PAGE EXCERPT Start Marker
Before Christmas I had an interesting chat with a fellow patient after my hyperbaric oxygen session. We were discussing exercise and he was saying that since his injury he hasn’t had the energy to workout. He explained that he had horrible fatigue from the TBI, and that he didn’t think he would ever be able to ride his bike or run, or exercise the way he used to. I told him that I know that crushing fatigue. I know what it is like to not even have the energy to get out my pajamas. Even though I ran 100 miles, there are still days when I feel like it would be easier to just stay in bed, or do nothing but nap on the couch. On bad days, finding the motivation to get moving can be hard, and to be honest, I don’t always win that battle. However, the majority of the time if I drag my butt out of bed and exercise I finish with more energy, mental focus, and a much better mood.
PAGE EXCERPT End Marker
PROVIDED INFORMATION Start Marker
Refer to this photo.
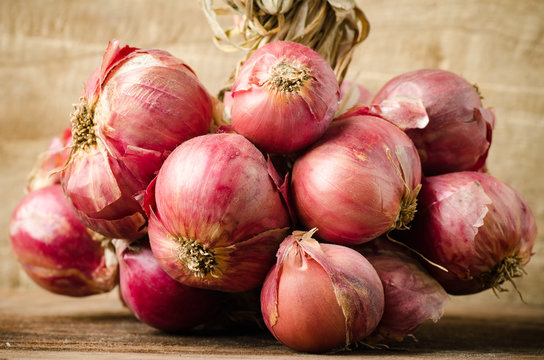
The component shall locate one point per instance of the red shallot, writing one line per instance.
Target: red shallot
(55, 248)
(50, 163)
(458, 135)
(217, 217)
(320, 297)
(284, 97)
(412, 295)
(476, 227)
(154, 297)
(358, 181)
(137, 107)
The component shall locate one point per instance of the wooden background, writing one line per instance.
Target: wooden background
(49, 47)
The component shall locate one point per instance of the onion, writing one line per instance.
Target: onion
(50, 163)
(284, 97)
(412, 295)
(136, 109)
(154, 297)
(218, 217)
(476, 227)
(459, 132)
(358, 181)
(319, 297)
(55, 248)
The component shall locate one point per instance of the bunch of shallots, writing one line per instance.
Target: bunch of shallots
(352, 215)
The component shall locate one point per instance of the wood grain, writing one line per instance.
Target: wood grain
(49, 47)
(35, 324)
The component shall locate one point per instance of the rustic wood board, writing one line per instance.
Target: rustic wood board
(49, 47)
(36, 324)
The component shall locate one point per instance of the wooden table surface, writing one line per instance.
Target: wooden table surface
(37, 325)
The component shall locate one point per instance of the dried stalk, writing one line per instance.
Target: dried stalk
(333, 28)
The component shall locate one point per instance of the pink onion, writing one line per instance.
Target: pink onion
(458, 135)
(50, 163)
(55, 248)
(358, 181)
(136, 109)
(412, 295)
(218, 217)
(154, 297)
(319, 297)
(476, 227)
(284, 97)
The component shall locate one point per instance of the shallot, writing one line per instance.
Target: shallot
PROVIDED INFORMATION End Marker
USING THE INFORMATION:
(a) According to the passage on fatigue and exercise, what does the writer usually finish with after dragging out of bed to exercise? List each one.
(b) Continue the passage on fatigue and exercise after a brain injury, starting after its final sentence.

ANSWER SECTION:
(a)
- More energy
- Mental focus
- A much better mood

(b)
This isn’t a new concept. A good deal of research exists on the subject of exercise after TBI. Brainline posted one video about a research study showing TBI patients that exercised had few cognitive symptoms and less depression. Knowing this information, and convincing a population of patients with horrible fatigue to exercise, are two different things.
For what it is worth, my personal experience strongly supports the research. The more fatigue I feel, the less likely I am to exercise, and then I feel even more fatigue, and then the depression moves in like an enormous wet blanket, and then I’m even less likely to exercise. It is a negative loop. It takes a lot of effort to push beyond the fatigue and depression, and get moving. At the time of my crash, we were riding our bikes from Vienna to Venice. I was the strongest I have ever been on the bike, and yet in the weeks after the crash, just walking around the block was exhausting. My return to running was painfully slow; beginning literally with a few steps of what could barely count as a “jog”. But every day that I got out, I felt better. If I had gone out the first time and tried to run a mile, it would have been awful. Gradual habituation is the key for returning to most activities after brain injury. Waiting around to feel better before returning to activity means waiting a long time. It will not get easier without training the brain to handle it again.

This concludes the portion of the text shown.